Objective: Gather each line in the records below that contains the word "water". Uppercase and lowercase letters count as different.

Task data:

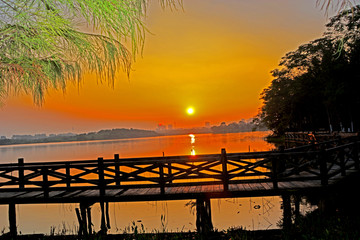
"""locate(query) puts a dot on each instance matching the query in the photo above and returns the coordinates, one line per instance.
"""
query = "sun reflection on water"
(192, 141)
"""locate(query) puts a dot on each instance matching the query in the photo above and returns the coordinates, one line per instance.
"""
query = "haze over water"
(251, 213)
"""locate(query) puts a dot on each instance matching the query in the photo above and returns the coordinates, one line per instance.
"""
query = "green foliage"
(45, 43)
(316, 86)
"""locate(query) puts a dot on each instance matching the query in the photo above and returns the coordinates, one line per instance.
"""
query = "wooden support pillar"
(297, 200)
(355, 154)
(286, 211)
(68, 175)
(117, 169)
(12, 221)
(323, 167)
(105, 218)
(203, 216)
(88, 211)
(21, 173)
(83, 212)
(84, 218)
(225, 174)
(161, 178)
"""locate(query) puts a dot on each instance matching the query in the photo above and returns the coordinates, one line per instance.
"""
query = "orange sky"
(216, 56)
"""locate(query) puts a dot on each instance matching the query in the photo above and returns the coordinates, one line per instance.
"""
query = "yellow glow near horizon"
(190, 110)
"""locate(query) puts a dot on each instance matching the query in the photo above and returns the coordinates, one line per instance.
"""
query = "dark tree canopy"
(316, 87)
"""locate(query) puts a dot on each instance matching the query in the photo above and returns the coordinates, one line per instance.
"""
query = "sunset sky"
(215, 56)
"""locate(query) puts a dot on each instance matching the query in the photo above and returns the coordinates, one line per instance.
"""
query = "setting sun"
(190, 111)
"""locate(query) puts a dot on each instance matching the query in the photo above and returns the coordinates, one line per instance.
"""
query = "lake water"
(250, 213)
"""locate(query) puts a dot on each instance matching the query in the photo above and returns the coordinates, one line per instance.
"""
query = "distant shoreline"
(122, 133)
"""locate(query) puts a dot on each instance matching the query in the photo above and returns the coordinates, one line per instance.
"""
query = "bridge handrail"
(167, 171)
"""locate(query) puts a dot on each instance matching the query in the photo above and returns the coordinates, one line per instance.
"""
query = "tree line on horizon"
(316, 87)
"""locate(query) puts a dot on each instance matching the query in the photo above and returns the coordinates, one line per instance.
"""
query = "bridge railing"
(223, 169)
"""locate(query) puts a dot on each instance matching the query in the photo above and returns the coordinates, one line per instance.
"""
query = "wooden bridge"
(283, 173)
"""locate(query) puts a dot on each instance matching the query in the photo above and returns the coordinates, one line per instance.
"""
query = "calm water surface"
(250, 213)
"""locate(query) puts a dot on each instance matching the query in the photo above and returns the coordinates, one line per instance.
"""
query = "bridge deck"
(171, 193)
(179, 177)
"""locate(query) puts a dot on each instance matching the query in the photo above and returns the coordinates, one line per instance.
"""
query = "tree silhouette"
(45, 43)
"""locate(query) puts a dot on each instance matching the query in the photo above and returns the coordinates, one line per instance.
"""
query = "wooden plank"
(4, 195)
(153, 191)
(30, 194)
(192, 189)
(266, 186)
(54, 194)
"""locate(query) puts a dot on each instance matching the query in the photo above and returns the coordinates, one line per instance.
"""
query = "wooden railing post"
(286, 211)
(342, 162)
(68, 176)
(225, 175)
(169, 169)
(355, 155)
(323, 167)
(12, 221)
(162, 179)
(117, 169)
(274, 167)
(21, 173)
(101, 176)
(44, 171)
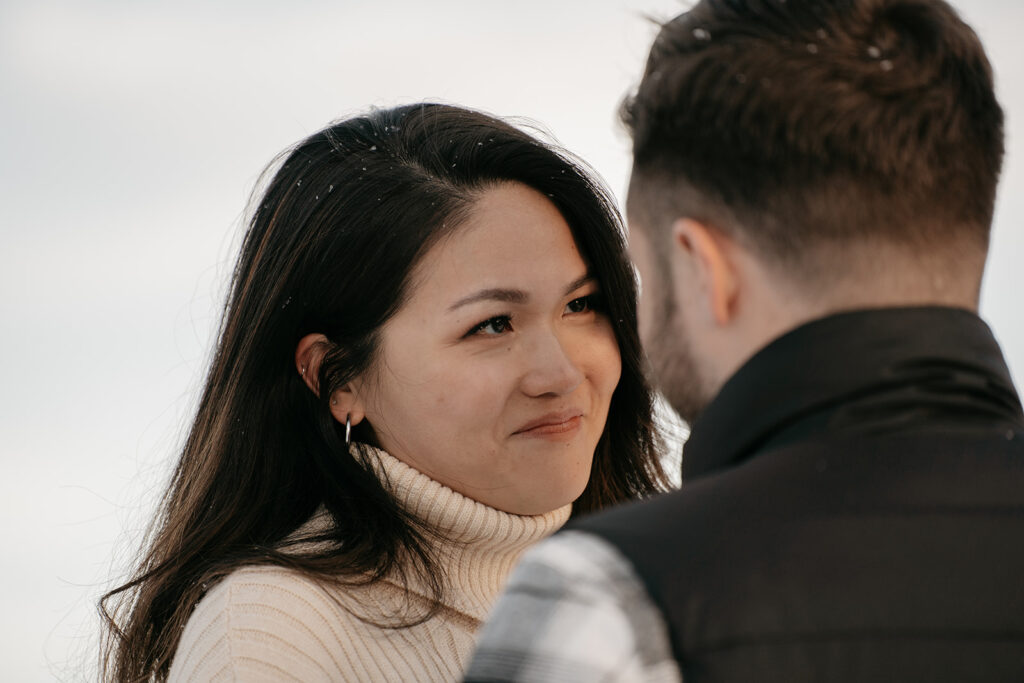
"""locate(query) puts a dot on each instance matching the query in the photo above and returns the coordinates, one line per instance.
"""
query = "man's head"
(794, 158)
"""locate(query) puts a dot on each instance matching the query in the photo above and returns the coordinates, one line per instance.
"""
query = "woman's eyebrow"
(508, 296)
(578, 283)
(512, 296)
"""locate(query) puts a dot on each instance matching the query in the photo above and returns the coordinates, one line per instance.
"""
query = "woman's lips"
(553, 424)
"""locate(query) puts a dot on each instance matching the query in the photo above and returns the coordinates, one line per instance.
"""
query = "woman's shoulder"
(268, 624)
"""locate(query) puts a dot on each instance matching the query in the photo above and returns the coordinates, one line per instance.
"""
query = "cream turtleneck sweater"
(270, 624)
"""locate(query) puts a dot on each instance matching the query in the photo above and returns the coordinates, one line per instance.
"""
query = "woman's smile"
(561, 425)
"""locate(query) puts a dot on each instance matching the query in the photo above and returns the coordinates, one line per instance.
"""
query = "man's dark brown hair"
(797, 125)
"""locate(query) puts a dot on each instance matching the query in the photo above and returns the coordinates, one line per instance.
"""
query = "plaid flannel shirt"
(574, 610)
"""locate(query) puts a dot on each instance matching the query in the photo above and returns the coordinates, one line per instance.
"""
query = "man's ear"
(711, 256)
(345, 404)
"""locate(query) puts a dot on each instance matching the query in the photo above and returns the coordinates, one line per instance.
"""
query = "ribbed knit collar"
(482, 544)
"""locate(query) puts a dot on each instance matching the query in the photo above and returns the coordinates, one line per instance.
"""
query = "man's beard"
(673, 368)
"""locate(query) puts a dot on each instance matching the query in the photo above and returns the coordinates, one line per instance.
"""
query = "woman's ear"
(308, 354)
(712, 260)
(345, 403)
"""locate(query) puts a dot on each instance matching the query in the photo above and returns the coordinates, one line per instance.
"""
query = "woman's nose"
(551, 369)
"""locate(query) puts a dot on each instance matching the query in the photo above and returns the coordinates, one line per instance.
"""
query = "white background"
(130, 135)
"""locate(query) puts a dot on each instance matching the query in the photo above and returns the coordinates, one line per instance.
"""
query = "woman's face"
(496, 376)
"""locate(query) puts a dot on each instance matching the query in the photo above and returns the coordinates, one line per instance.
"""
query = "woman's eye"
(583, 304)
(494, 326)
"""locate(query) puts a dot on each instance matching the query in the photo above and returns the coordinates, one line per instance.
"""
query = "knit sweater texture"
(271, 624)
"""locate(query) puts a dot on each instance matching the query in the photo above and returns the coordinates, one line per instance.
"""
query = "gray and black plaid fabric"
(573, 610)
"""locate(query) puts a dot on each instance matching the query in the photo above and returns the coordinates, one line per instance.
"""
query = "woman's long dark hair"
(330, 247)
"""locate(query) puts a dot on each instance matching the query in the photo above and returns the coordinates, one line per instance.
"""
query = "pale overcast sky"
(131, 135)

Solution to the problem:
query = "sun reflection on water"
query = "haze over water"
query = "lake water"
query = "calm water surface"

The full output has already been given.